═════ Source document

Please note: original photos were taken before the COVID-19 pandemic.
This is the daily reality for the 365 students and 16 teachers and staff at St. Peters Bwanga Primary School, as reported by Teacher Mr. Nicholas Yasisi.
"Every day I get a case about a student who is in pain or is experiencing diarrhea as a result of consuming dirty water. It is most common in the Early Childhood Development class, and it has really worried the parents. We tried talking to the children to only drink boiled water, but some of them don't listen and sometimes there isn't enough of it."
There is not a single source of water at this school. Every day, students trek to 3 different yet dirty sources of water for all of the drinking, cooking, and cleaning needs. The main source is a muddy stream, the second an unprotected spring, and the third simply a make-shift collection point for run-off water from a hill after it rains. No source is safe for drinking.
The main source, a stream from the nearby slopes, passes through the homes of several people. The water itself appears milky and has sand particles in it as it is quite shallow at the place where students can collect it. The unprotected spring carries similar characteristics as it is not clear and has large moss plants growing in it. The other surface water passes through multiple sugarcane plantations, carrying with it all of the chemicals, fertilizers, and pesticides from the crops.
This water is the result of water seepage from the ground at various points before it channels through the farms into the small stream and out of a makeshift banana leaf pipe, where the students collect it.
While the school kitchen staff tries to boil all of the water before students drink it, there is not always enough firewood or time to do so. And even when some water is boiled, it runs out before everyone can get a drink. Thus, the dirty water is consumed untreated anyway and leads to high rates of waterborne diseases among students.
"We always have to wait for the water to be boiled for us to take it. We are many [in number] and water that is boiled is not enough to quench all of us. Also, sometimes it is still too hot to drink," explained student Janet.
With students arriving at 7:00 am and not going home until 5:00 pm, the students are called upon and sent out of school to get water whenever there is a need. Typically, that means several times a day. Each walk to fetch water is tiring and time-consuming, and students arrive back in school already too tired to focus. Their performance is hurting when they miss significant portions of their lessons, and the situation is intensified when they are kept out of school by their water-related illnesses.

══════════

> _Apply what you read_
A: Could you transcribe the St. Peters Bwanga passage starting at "This is the" and ending at "safe for drinking."?
B: What sources of water does the St. Peters Bwanga passage say the students trek to each day?

═════ Extracted data

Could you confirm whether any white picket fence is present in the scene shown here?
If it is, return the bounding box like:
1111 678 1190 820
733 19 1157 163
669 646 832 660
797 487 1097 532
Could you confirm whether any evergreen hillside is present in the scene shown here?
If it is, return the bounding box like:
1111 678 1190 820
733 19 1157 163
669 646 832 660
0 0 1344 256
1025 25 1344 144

══════════

> _Solutions to the problems_
A:
This is the daily reality for the 365 students and 16 teachers and staff at St. Peters Bwanga Primary School, as reported by Teacher Mr. Nicholas Yasisi.
"Every day I get a case about a student who is in pain or is experiencing diarrhea as a result of consuming dirty water. It is most common in the Early Childhood Development class, and it has really worried the parents. We tried talking to the children to only drink boiled water, but some of them don't listen and sometimes there isn't enough of it."
There is not a single source of water at this school. Every day, students trek to 3 different yet dirty sources of water for all of the drinking, cooking, and cleaning needs. The main source is a muddy stream, the second an unprotected spring, and the third simply a make-shift collection point for run-off water from a hill after it rains. No source is safe for drinking.

B:
- A muddy stream
- An unprotected spring
- A make-shift collection point for run-off water from a hill after it rains